> _Extracted data_
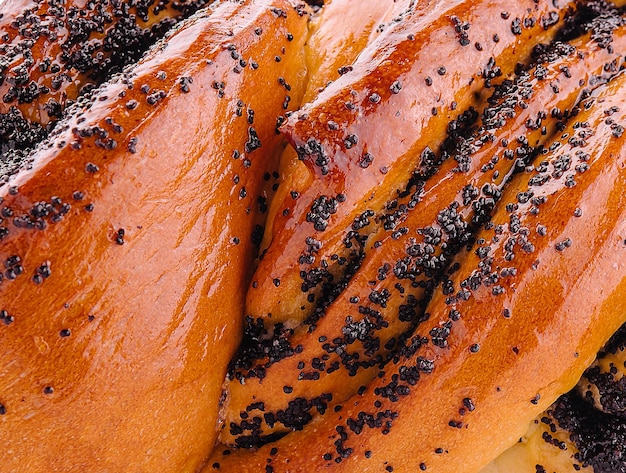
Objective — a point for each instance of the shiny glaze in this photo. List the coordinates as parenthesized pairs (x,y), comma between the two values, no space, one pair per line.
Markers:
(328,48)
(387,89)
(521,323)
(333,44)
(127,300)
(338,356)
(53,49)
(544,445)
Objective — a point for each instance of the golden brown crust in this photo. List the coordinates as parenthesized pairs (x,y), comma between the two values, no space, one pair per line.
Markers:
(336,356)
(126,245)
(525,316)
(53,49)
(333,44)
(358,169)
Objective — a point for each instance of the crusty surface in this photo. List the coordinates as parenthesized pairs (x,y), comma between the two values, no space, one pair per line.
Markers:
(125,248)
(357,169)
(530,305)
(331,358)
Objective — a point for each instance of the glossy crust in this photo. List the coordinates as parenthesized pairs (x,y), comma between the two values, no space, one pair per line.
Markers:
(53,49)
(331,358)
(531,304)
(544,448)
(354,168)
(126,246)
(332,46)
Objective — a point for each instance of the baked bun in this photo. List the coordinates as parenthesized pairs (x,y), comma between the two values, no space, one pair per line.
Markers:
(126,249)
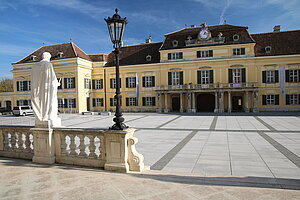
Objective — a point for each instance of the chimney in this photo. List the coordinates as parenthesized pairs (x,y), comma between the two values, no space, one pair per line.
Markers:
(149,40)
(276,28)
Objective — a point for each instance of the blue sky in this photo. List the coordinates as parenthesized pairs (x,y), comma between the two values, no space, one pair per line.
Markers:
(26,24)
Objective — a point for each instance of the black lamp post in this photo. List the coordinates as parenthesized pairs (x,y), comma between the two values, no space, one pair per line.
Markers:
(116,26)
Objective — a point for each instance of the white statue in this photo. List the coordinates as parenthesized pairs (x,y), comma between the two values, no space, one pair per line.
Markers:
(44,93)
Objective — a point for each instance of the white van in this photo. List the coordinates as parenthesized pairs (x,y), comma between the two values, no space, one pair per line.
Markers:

> _Short exercise_
Copy out every line above word for word, omitting the pictures.

> _Exercise result_
Objective — a point for each instance of the shiny glaze in this photo. List the coordinates as parenthesized pairs (x,y), comma between the two values, no space, one pair per line.
Markers:
(328,48)
(387,89)
(521,323)
(333,44)
(127,300)
(338,356)
(53,49)
(544,445)
Objective — a point for each instance of the golden brown crust in this photo. List the coordinates as parenthesized pairs (x,y), comma between the two values, no space, one pair per line.
Markers:
(336,356)
(126,245)
(525,316)
(53,49)
(333,44)
(358,169)
Objective — a point for each instance of the crusty surface in this photo. List the coordinates as parenthesized pairs (x,y), comma between the two values, no space, one pair per line.
Markers:
(125,248)
(357,169)
(530,305)
(331,358)
Objective — a point for each instance of the glossy crust in this photo. List the coordinates as parenthesized pairs (x,y), comma between the two values, no space, one pair per line.
Markers:
(53,49)
(331,358)
(531,304)
(544,448)
(354,168)
(126,246)
(332,46)
Objective — a point for each instance of the baked bun in this photo. List the coordinates as parenthesized pairs (x,y), comma between the two values, no space, one pair per line.
Markers:
(126,249)
Objective — a point for each instance of the chimney in this photo. List the coordinates as parenthesized pairs (x,y), comma between the two values, no space, one pair per line.
Markers:
(149,40)
(276,28)
Objective — a point for each instance of the blue sky in this photo. List the coordinates as parenthesized pairs (x,y), comma between the two values, no space, one pair per line.
Markers:
(26,24)
Objective — a point for each instance of the black lamp post in this photo. List the coordinates as parenthesized pairs (x,y), comma between the two values, no space, one pair per line.
Markers:
(116,26)
Objective — a point for each instance of the white statue in this photo. List the coordinates as parenthesized pairs (x,y), comma between the two values, no space, one pair per line.
Markers:
(44,93)
Objective — a point for each instance of the white van in this photo. List the coordinates as parenthesized pairs (x,y), comma between the two values, no space, one pair per line.
Markers:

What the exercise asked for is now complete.